WHAT YOU ARE ASKED TO DO:
Copy every line of the entries below that contains the word "roof".

========================

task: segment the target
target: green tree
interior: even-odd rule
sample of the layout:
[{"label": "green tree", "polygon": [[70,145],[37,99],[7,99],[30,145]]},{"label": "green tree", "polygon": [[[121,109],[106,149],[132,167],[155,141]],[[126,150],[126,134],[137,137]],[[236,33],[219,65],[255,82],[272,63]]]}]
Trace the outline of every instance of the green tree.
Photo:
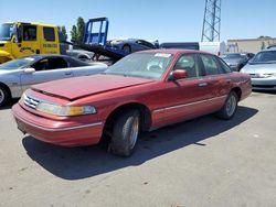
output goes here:
[{"label": "green tree", "polygon": [[85,22],[83,18],[77,18],[76,25],[72,26],[71,30],[71,40],[73,42],[82,42],[84,36]]}]

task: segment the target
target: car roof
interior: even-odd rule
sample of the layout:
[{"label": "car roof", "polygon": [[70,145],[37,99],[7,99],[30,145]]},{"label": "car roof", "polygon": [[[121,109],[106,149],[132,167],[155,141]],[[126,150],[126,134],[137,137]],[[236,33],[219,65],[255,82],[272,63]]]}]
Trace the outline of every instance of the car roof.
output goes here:
[{"label": "car roof", "polygon": [[185,50],[185,48],[157,48],[157,50],[147,50],[147,51],[140,51],[138,53],[170,53],[170,54],[179,54],[179,53],[201,53],[201,54],[210,54],[204,51],[197,51],[197,50]]}]

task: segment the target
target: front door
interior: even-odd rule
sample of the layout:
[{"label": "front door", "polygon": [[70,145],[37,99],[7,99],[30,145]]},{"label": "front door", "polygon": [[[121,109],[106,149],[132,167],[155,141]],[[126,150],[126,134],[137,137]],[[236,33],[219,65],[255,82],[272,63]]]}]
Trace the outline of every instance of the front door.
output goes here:
[{"label": "front door", "polygon": [[208,113],[205,102],[212,97],[210,85],[205,81],[202,65],[195,54],[183,54],[177,61],[173,70],[184,69],[188,78],[168,80],[162,89],[163,101],[155,113],[162,117],[162,123]]}]

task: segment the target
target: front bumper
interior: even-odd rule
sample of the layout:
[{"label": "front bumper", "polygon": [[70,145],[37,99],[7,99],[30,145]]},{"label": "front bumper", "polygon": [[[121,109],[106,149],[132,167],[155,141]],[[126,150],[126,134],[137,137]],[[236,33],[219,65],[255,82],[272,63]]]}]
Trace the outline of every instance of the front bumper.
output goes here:
[{"label": "front bumper", "polygon": [[251,78],[252,88],[256,90],[276,90],[276,77]]},{"label": "front bumper", "polygon": [[[38,117],[25,111],[19,103],[12,107],[12,113],[18,128],[23,133],[43,142],[64,146],[81,146],[97,144],[103,132],[103,122],[74,123]],[[59,127],[57,127],[59,126]]]}]

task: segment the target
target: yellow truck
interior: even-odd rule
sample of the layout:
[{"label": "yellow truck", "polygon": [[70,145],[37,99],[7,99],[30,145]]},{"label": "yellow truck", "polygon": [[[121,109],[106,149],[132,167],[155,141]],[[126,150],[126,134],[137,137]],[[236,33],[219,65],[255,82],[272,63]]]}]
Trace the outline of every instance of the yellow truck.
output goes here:
[{"label": "yellow truck", "polygon": [[25,22],[0,24],[0,64],[34,54],[60,54],[56,25]]}]

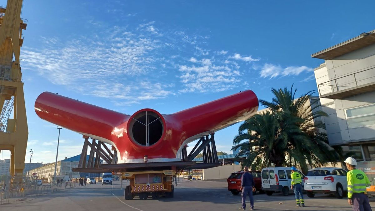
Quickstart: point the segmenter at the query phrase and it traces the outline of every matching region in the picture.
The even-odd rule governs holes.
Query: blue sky
[[[259,2],[24,0],[32,162],[55,159],[58,131],[34,111],[43,92],[129,115],[249,89],[270,100],[271,88],[293,83],[301,95],[316,89],[313,69],[324,62],[311,54],[375,28],[373,1]],[[238,125],[216,133],[218,151],[230,152]],[[80,153],[81,135],[63,129],[60,138],[58,160]]]

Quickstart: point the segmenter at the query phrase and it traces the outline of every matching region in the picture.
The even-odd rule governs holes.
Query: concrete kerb
[[[48,186],[50,186],[50,185],[48,185]],[[25,194],[24,194],[24,195],[22,196],[24,197],[22,198],[18,197],[9,197],[6,199],[4,198],[4,196],[5,193],[5,191],[3,191],[1,193],[0,193],[0,195],[1,195],[1,196],[0,197],[0,205],[10,204],[17,204],[27,202],[36,198],[39,196],[45,195],[48,194],[48,193],[53,193],[54,192],[70,189],[71,188],[74,188],[75,187],[75,183],[70,182],[63,182],[63,184],[60,186],[56,185],[55,186],[55,187],[48,187],[48,188],[45,188],[45,190],[46,189],[47,190],[47,192],[44,192],[43,191],[41,191],[40,193],[38,193],[38,191],[37,191],[36,193],[30,193],[30,194],[31,196],[32,196],[33,195],[34,197],[30,197],[29,198],[24,197]],[[43,188],[42,188],[42,190]],[[28,195],[29,194],[27,194]]]

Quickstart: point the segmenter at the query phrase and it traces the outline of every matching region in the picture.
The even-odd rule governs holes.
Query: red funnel
[[[180,161],[183,147],[202,136],[245,120],[258,110],[248,90],[171,115],[150,109],[131,116],[50,92],[35,109],[41,118],[114,146],[118,163]]]

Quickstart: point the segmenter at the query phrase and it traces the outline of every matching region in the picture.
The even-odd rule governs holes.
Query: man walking
[[[254,210],[254,199],[253,198],[253,191],[255,190],[255,183],[251,173],[249,172],[249,168],[247,166],[243,167],[245,172],[241,178],[241,190],[242,191],[242,207],[240,208],[241,210],[246,209],[246,203],[245,201],[246,196],[249,195],[250,200],[250,210]]]
[[[366,195],[366,187],[371,185],[369,178],[363,172],[356,168],[357,161],[351,157],[345,161],[349,170],[348,180],[348,203],[352,206],[354,211],[372,211],[369,198]]]
[[[304,206],[304,201],[303,200],[303,194],[302,194],[302,179],[301,175],[297,171],[296,167],[292,166],[292,186],[291,188],[294,188],[294,197],[297,202],[296,206]]]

========================

THE SOLUTION:
target: car roof
[{"label": "car roof", "polygon": [[70,145],[37,99],[7,99],[30,145]]},{"label": "car roof", "polygon": [[[121,109],[106,149],[132,167],[155,141]],[[126,150],[126,134],[137,137]],[[236,33],[219,65],[255,82],[272,63]]]}]
Trace the outline of every instance of the car roof.
[{"label": "car roof", "polygon": [[185,50],[185,48],[157,48],[157,50],[147,50],[147,51],[140,51],[138,53],[170,53],[170,54],[179,54],[179,53],[201,53],[201,54],[210,54],[204,51],[197,51],[197,50]]}]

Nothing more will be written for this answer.